WRITTEN INSTRUCTION: Collect every line of the entries below that contains the string "doorway", matching case exactly.

-----

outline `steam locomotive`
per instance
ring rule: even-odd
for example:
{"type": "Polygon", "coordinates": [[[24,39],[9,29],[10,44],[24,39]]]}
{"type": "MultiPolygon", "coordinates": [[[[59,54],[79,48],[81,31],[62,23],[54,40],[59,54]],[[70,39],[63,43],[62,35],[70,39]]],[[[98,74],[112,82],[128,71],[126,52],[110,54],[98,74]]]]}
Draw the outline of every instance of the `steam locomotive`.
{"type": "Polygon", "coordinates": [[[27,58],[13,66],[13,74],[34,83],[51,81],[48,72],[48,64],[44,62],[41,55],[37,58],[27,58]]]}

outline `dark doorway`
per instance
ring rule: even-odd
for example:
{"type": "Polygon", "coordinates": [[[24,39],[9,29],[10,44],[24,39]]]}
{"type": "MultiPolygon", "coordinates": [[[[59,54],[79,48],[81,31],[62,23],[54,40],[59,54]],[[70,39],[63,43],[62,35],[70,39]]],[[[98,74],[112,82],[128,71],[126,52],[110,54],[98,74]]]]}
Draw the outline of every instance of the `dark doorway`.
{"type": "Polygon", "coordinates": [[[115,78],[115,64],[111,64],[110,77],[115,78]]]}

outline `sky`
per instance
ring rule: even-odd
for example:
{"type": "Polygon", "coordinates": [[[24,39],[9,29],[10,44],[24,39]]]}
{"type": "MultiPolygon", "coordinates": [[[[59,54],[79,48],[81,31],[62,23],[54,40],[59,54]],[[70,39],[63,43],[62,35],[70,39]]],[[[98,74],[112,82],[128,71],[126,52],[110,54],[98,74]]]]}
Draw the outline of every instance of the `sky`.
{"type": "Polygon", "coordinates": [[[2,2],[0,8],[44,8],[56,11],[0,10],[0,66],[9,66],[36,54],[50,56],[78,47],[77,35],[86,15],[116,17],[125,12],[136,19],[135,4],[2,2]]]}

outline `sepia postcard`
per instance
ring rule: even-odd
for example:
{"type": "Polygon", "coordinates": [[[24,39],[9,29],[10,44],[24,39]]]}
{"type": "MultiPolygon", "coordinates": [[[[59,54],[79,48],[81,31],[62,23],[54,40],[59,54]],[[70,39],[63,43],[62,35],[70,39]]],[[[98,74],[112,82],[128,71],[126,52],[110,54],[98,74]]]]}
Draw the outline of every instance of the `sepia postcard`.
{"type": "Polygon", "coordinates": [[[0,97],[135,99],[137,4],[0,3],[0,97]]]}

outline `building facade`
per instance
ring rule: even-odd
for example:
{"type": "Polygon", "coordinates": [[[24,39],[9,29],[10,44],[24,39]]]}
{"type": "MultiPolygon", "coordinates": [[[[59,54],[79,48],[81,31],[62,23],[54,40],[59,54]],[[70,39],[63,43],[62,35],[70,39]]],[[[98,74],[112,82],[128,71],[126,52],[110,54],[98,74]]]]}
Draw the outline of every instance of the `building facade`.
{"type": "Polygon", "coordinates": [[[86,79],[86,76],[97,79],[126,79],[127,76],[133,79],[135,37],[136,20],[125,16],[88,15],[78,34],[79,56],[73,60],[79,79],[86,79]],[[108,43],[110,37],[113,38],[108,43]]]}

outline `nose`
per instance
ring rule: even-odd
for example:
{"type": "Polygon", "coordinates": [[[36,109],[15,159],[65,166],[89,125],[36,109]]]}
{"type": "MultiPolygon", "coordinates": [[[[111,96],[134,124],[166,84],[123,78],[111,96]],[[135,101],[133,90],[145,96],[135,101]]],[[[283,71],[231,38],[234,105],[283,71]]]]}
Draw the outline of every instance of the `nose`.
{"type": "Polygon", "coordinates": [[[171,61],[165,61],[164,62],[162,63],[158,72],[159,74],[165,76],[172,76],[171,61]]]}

-----

CORRECT RESULT:
outline `dark doorway`
Draw the outline of every instance of the `dark doorway`.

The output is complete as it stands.